Entries taken from a collection
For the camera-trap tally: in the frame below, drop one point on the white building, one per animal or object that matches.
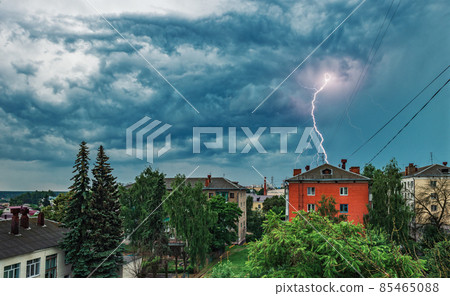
(33, 252)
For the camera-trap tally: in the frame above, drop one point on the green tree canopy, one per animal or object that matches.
(389, 211)
(224, 231)
(298, 249)
(191, 216)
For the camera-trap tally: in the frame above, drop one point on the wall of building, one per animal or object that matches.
(357, 198)
(61, 271)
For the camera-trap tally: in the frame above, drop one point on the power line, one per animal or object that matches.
(409, 121)
(404, 107)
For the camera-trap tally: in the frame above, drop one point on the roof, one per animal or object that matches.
(433, 170)
(37, 238)
(262, 198)
(217, 183)
(337, 174)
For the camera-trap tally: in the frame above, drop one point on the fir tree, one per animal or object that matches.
(105, 227)
(74, 242)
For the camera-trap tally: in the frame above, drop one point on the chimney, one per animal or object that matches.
(24, 220)
(15, 220)
(265, 186)
(41, 221)
(208, 181)
(410, 169)
(355, 170)
(343, 161)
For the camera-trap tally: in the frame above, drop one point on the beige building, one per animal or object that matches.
(31, 252)
(231, 190)
(427, 191)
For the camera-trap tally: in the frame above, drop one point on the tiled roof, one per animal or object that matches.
(433, 170)
(37, 238)
(337, 174)
(216, 183)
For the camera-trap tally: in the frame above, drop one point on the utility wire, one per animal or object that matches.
(401, 110)
(409, 121)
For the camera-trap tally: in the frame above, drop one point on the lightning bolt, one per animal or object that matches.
(327, 78)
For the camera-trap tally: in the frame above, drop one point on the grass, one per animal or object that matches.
(237, 255)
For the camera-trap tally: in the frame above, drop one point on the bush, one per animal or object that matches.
(438, 260)
(223, 270)
(298, 249)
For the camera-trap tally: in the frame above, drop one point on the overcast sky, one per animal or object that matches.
(67, 76)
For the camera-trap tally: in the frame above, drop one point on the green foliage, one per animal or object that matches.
(75, 242)
(327, 208)
(191, 216)
(254, 222)
(223, 270)
(389, 211)
(39, 198)
(298, 249)
(142, 198)
(275, 203)
(438, 260)
(105, 233)
(224, 231)
(57, 211)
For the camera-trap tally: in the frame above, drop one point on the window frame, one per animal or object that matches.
(340, 208)
(13, 269)
(52, 269)
(33, 268)
(313, 189)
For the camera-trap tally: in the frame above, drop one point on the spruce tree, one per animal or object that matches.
(74, 242)
(105, 227)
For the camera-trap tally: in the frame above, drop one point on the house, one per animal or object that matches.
(258, 201)
(231, 190)
(427, 191)
(349, 188)
(29, 247)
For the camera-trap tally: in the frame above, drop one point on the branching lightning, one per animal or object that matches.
(327, 78)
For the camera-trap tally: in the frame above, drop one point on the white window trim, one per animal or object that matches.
(313, 189)
(313, 206)
(34, 265)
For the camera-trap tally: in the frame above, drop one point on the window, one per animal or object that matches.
(33, 267)
(224, 194)
(50, 266)
(12, 271)
(344, 191)
(311, 207)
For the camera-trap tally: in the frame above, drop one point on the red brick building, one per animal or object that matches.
(349, 188)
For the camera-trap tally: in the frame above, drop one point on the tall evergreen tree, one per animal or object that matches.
(105, 227)
(389, 210)
(74, 242)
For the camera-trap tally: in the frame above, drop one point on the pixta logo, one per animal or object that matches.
(144, 126)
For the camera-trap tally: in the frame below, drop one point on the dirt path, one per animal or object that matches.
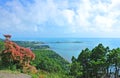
(13, 75)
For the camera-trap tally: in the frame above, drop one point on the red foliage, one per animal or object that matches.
(17, 53)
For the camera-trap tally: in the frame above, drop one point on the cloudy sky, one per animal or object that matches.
(60, 18)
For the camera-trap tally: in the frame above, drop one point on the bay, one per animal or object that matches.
(68, 47)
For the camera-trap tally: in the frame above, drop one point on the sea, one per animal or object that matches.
(68, 47)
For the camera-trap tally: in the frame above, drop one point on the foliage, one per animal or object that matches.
(14, 56)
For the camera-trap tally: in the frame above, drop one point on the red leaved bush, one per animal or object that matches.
(20, 54)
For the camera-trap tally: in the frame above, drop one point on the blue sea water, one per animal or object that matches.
(68, 47)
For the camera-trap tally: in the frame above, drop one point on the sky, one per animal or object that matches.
(60, 18)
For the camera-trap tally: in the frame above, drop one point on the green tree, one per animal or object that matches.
(76, 68)
(114, 60)
(98, 60)
(84, 59)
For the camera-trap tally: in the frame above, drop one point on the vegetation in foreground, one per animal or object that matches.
(100, 62)
(95, 63)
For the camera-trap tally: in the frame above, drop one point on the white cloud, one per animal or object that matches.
(75, 16)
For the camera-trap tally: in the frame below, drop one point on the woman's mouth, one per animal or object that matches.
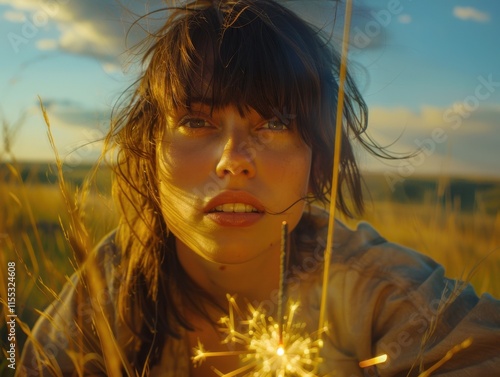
(235, 208)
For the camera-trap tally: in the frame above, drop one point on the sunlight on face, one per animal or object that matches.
(221, 172)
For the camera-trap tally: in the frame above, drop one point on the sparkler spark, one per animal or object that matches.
(373, 361)
(265, 351)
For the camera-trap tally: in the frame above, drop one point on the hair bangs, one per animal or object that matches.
(226, 59)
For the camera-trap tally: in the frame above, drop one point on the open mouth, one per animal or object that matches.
(235, 208)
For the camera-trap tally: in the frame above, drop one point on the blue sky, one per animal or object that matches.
(429, 71)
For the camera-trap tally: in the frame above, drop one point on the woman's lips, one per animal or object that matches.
(234, 208)
(240, 219)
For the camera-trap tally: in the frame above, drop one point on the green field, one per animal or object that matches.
(454, 220)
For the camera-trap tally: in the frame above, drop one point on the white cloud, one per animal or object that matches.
(404, 18)
(46, 44)
(95, 28)
(469, 146)
(14, 16)
(472, 14)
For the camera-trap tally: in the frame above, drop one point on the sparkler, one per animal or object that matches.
(267, 349)
(270, 347)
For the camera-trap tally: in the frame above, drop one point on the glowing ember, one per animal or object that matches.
(373, 361)
(266, 352)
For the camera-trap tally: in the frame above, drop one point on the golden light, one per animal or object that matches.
(267, 351)
(373, 361)
(280, 351)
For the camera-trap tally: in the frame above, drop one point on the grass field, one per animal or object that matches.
(455, 221)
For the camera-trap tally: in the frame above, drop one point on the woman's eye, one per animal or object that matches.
(275, 125)
(194, 123)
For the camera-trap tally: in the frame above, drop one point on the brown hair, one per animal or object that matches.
(249, 53)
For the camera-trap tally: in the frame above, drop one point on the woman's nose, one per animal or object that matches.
(238, 156)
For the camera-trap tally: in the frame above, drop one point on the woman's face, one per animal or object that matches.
(220, 171)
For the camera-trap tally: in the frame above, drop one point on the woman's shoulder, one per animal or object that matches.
(364, 250)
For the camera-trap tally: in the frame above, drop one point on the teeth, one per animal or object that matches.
(236, 207)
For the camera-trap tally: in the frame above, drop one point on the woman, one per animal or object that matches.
(230, 132)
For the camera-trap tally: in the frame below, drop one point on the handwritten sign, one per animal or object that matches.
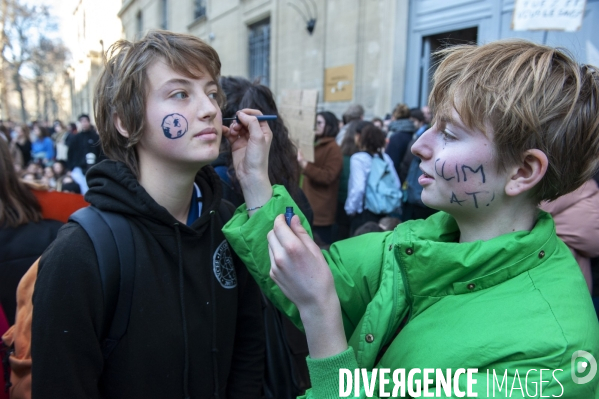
(565, 15)
(298, 109)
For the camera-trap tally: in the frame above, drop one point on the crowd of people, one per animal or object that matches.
(451, 194)
(55, 156)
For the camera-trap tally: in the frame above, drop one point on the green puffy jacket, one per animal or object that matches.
(415, 299)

REQUIREMENT:
All of the lines above must be printed again exactly, and no picture may appear in the copy.

TASK OUTPUT:
For the camera-trap tally: in the frame below, drop one point on the white building, one per animal or object that matches.
(33, 252)
For the camera-trap tally: in the frame above, drop one point on the green tree canopy, one per animal or object that matches.
(389, 211)
(224, 231)
(298, 249)
(191, 216)
For the camera-trap tally: in the frame above, drop one point on the wall of building, one per animal or object that matches.
(357, 198)
(61, 271)
For the camera-trap tally: in the frame above, drop one point on the power line, one per animal or object that matches.
(409, 121)
(404, 107)
For the camera-trap tally: in the frame above, drop one point on the roof, one per animal or object that matches.
(433, 170)
(37, 238)
(262, 198)
(217, 183)
(337, 174)
For the camera-trap tally: in the frame above, drop one point on the fir tree, one per animal or object that matches.
(105, 227)
(74, 242)
For the camera-trap tally: in the frame above, drop one point on the chimney, one per animal or object that matches.
(24, 220)
(15, 220)
(265, 186)
(41, 221)
(208, 181)
(410, 169)
(355, 170)
(343, 161)
For the camera-trap tally: in the frame above, drop one point on the beige building, one per animal or object that matches.
(31, 252)
(231, 190)
(427, 191)
For the camera-trap tally: in the frame above, drop one point on the tiled roof, one per animal or object that matches.
(433, 170)
(37, 238)
(337, 174)
(216, 183)
For the camera-trap tally: in the frame above, drop one point on the utility wire, one per animal or object that matches.
(401, 110)
(409, 121)
For the camera-trap tally: in the frame above, drop one point on the lightning bolt, one per animal or object that matches.
(327, 78)
For the camera-trap tally: in the frame above, drop one point on the grass, one per animal or object that matches.
(237, 255)
For the camera-trap tally: in the frame above, drop one point on the bush, one per animal or object that matches.
(438, 260)
(223, 270)
(298, 249)
For the camera-trap tally: in the frame above, drop one point on the overcast sky, one per animal or object that matches.
(67, 76)
For the camera-trap tally: in the frame above, drop one point on the green foliage, one per animal or object that matches.
(75, 242)
(327, 208)
(191, 216)
(254, 222)
(223, 270)
(389, 211)
(39, 198)
(298, 249)
(142, 198)
(275, 203)
(438, 260)
(105, 233)
(224, 231)
(57, 211)
For the camera-trap tally: in the frame above, drop one point on the window frame, one per animal or object that matches.
(340, 208)
(13, 269)
(52, 269)
(33, 268)
(313, 189)
For the camera-trap tally: in the frame above, drop one point on the spruce tree, one per animal or object that matches.
(74, 242)
(105, 227)
For the camera-trap tally: in the frame above, drop one point on the house, one per animal or object that matches.
(258, 201)
(231, 190)
(427, 191)
(349, 188)
(29, 247)
For the camera-trap tally: in the frame above, drop one point on the branching lightning, one per animal or object that matches.
(327, 78)
For the camera-trap tally: in the frame above, drop one point on the white window trim, one per animal or object that matches.
(313, 189)
(313, 206)
(34, 265)
For the camera-trap tally: in the frame above, drop one point on the window, one per animal or object that matches.
(33, 267)
(224, 194)
(50, 266)
(12, 271)
(344, 191)
(311, 207)
For the camera-trap tally: in the frame above, drop one point on the red brick building, one per animal or object that matches.
(349, 188)
For the camera-trap tally: in the frame above, drop one point on the tall evergreen tree, one per animal or object that matches.
(105, 227)
(389, 210)
(74, 242)
For the camera-trap tally: in the frame above, drop one point on the pixta logo, one per animal or object that matches.
(144, 126)
For the camera-trap tally: in the frame below, drop one point on the dirt path, one per animal or object that matches.
(13, 75)
For the camera-trap tally: in the frame above, drop one point on the red foliage, one per animal or object that matches.
(17, 53)
For the camera-trap tally: in the frame above, drop one point on the cloudy sky, one per animal or object that matches.
(60, 18)
For the camera-trap tally: in the frame above, drop one point on the bay, one per animal or object that matches.
(68, 47)
For the camera-trap tally: in the frame above, drop one point on the sea, one per animal or object that matches.
(68, 47)
For the camera-trap tally: in the frame above, drop one point on the foliage, one per animal or object that matches.
(14, 56)
For the camera-trap tally: in the frame above, drop one point on the red leaved bush, one per animal or object that matches.
(20, 54)
For the camera-trap tally: in the frame above, drop one point on the blue sea water, one per animal or object that matches.
(68, 47)
For the camera-trap tally: in the frame above, drop one point on the sky, one per animal or object that matches.
(60, 18)
For the camera-trap tally: in the frame above, drop one point on the green tree, one per animal or object that matches.
(76, 68)
(114, 60)
(98, 60)
(84, 59)
For the camera-trap tally: in the frame above, drop one point on the vegetation in foreground, one per animal or object that matches.
(100, 62)
(95, 63)
For the camera-trap tally: in the frame above, drop one point on the white cloud, one per animal or object that matches.
(75, 16)
For the camera-trap tally: in the frame below, drop one point on the woman's mouth, one per animal or object that matches.
(235, 208)
For the camera-trap tally: in the frame above, drop one point on the sunlight on face, one per animal or object that matches.
(221, 172)
For the camera-trap tally: in the frame above, drop one point on the sparkler spark, one per animal or object that matches.
(373, 361)
(265, 351)
For the camera-trap tally: in the frame above, drop one point on the hair bangs, one per animal or object that matches.
(226, 59)
For the camera-trap tally: in the frame above, drop one point on the open mouth, one per animal or object that matches.
(235, 208)
For the camera-trap tally: in the frame above, drop one point on the blue sky, one per animal or object that matches.
(429, 71)
For the camera-trap tally: in the frame above, drop one point on the woman's lips, one per animal or object that matches.
(234, 208)
(240, 219)
For the camera-trap tally: in the frame above, drop one point on the green field, one per animal or object that matches.
(454, 220)
For the camera-trap tally: in the frame above, drop one point on the white cloud, one per animal or object that matches.
(404, 18)
(46, 44)
(95, 28)
(469, 146)
(14, 16)
(472, 14)
For the camera-trap tally: in the frame above, drop one point on the sparkler, one per animal or object that matches.
(267, 349)
(270, 347)
For the camera-trap tally: in the frame above, drop one point on the glowing ember, one per animal or object that matches.
(373, 361)
(266, 352)
For the camera-trap tally: in the frame above, drop one point on the golden light, one per animal or object that matches.
(267, 351)
(373, 361)
(280, 351)
For the camera-trap tally: in the frame above, drop one point on the grass field, one per animal or object that matches.
(455, 221)
For the camera-trap tally: in the frame above, drop one point on the woman's eye, one per animal or object that matches.
(275, 125)
(194, 123)
For the camera-trap tally: in the frame above, drop one point on the brown hair, one per animal or object that matches.
(249, 53)
For the camera-trap tally: in the frame above, drop one point on the woman's nose, one per animal or object that matches.
(238, 156)
For the camera-trap tally: in the frame above, drop one point on the woman's face, one per animal or object that matches.
(220, 171)
For the camera-trap tally: in the frame above, drop one point on the woman's shoulder, one per animal or object that matches.
(364, 250)
For the camera-trap tally: in the frame above, drop one point on the teeth, one per animal or object that matches.
(236, 207)
For the camera-trap tally: in the frame above, drop one point on the woman, one per animal or object that matches.
(230, 132)
For the camera-trap tally: in the frame below, drop one point on the handwritten sign, one per animal or object that matches.
(565, 15)
(298, 109)
For the camera-trap tally: in the frame above, drop one point on the crowd of people, one per animal or object that matches.
(451, 194)
(55, 156)
For the camera-trap tally: in the frame above, drop one point on the green puffy jacket, one per animal or object that matches.
(415, 299)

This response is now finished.